START INFORMATION SHOWN

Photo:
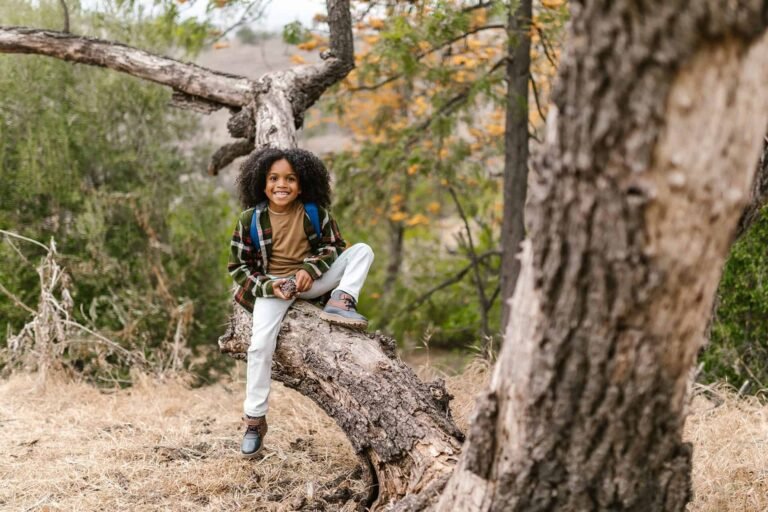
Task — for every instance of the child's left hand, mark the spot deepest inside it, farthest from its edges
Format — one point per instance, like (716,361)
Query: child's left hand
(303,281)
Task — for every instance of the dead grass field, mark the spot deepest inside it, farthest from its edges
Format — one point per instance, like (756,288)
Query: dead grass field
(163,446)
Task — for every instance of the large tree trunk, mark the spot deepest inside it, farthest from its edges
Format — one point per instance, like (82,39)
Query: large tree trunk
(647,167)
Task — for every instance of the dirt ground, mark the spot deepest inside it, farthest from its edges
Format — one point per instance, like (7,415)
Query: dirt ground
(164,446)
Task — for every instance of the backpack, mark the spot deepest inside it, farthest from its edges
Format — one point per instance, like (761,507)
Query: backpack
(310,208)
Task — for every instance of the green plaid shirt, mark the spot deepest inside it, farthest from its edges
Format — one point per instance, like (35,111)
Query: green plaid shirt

END INFORMATION SHOWN
START INFORMATION SHOWN

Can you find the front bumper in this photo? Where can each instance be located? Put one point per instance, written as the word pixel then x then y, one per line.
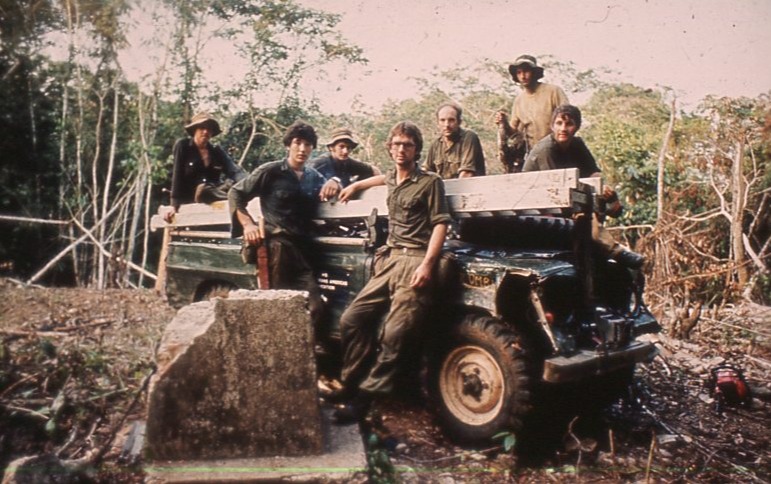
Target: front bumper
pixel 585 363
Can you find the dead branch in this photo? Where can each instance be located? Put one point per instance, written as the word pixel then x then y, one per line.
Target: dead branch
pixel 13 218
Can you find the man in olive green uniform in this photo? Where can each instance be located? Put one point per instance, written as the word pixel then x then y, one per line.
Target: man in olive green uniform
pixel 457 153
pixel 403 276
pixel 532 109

END INFORMATION SHOWN

### EXERCISE OBJECTIVE
Among the lines of the data, find every one that holds "shirt" and copy it.

### ANSWER SPACE
Task — for every instance of the green plaid shirt, mark the spot deepest inside it, farthest from its edges
Query: green plaid shirt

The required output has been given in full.